» **Metin bölümü**

Her canlının er geç yanaşacağı ve gömülüp, batacağı limana varma heyecanının aslında yaşamın asıl kaynağı olduğunu anlamadan okyanusu dalgalandıran pervaneyi döndürmeye, dümeni kırıp, kırıp, son olduğunu bilmeden hırsla, arzuyla çevirmeye devam ederiz.
Bir düşünün onlarca küçük kayığı, delinerek su almış nice takaları, kayalara çarpmaktan darmadağın olmuş kayıkları, demir attıkça halatları parçalanmış vapurları..


Ve sizin de yaşam boyunca yaşadığınız dert, garabet, aşk, gözyaşı, mutlulukla kazanmış olduğunuz tecrübelerle dolmuş, büyümüş, yaşlanmış, yorulmuş ve adeta gemi olmuş gönlünüze o okyanusun azgın dalgalarını adeta bir tsunamiye çevirerek son liman olduğunu bilmeden yeni bir limana yanaşıyorsunuz.

» **İşaretleme verileri**
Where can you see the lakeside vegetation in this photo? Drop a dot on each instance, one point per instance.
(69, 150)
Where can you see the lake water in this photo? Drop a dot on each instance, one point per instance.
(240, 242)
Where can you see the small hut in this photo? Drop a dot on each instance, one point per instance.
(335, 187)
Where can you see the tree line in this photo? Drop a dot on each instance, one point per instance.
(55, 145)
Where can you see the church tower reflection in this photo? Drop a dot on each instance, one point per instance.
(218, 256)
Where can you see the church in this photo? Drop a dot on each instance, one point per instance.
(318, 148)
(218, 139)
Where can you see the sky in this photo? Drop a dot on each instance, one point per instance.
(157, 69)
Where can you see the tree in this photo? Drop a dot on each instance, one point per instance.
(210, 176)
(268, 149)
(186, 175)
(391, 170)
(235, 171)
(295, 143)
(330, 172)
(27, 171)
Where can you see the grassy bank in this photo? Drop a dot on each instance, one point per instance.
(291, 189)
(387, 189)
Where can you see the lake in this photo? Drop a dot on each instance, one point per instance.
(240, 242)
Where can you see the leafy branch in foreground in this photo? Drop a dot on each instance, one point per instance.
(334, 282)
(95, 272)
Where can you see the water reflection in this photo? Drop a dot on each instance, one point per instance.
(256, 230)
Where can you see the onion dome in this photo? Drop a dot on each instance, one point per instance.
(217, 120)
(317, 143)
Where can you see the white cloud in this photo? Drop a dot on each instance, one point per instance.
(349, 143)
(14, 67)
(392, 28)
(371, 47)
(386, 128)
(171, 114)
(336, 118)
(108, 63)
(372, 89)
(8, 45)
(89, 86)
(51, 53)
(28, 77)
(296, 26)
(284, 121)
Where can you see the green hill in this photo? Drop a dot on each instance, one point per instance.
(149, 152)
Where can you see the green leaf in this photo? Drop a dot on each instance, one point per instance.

» **Verilen görev 1**
Son limanla ilgili metindeki "Bir düşünün onlarca" sözlerinden "halatları parçalanmış vapurları.." sözlerine kadar olan kısmı hiç değiştirmeden tekrar yazın.
» **Verilen görev 2**
Son limanla ilgili metni kaldığı yerden sürdürün.
Bu verilerin metinle hiçbir ilgisi yoktur.

» **Yazılı yanıt 1**
Bir düşünün onlarca küçük kayığı, delinerek su almış nice takaları, kayalara çarpmaktan darmadağın olmuş kayıkları, demir attıkça halatları parçalanmış vapurları..

» **Yazılı yanıt 2**
Ki; O son limana yanaşırken sizi cezbeden yanıp, sönen ve baş döndüren ışığıyla, "yaklaş, yaklaş iyice yanaş yanaş" diyen deniz fenerinin ışığında çekinerek yanaşırken ve bilmediğiniz yeni limana demir atarken bundan sonra ki geriye kalan yaşamın mutluluğa mı yoksa sonsuzluğa mı olduğunu bilebilir misiniz..


Sizi bilmem ama 'kara göründü' diyen tayfa gibiyim ben ve iktidarda ben, devlette ben gerisi terörist diyen birileri sanki..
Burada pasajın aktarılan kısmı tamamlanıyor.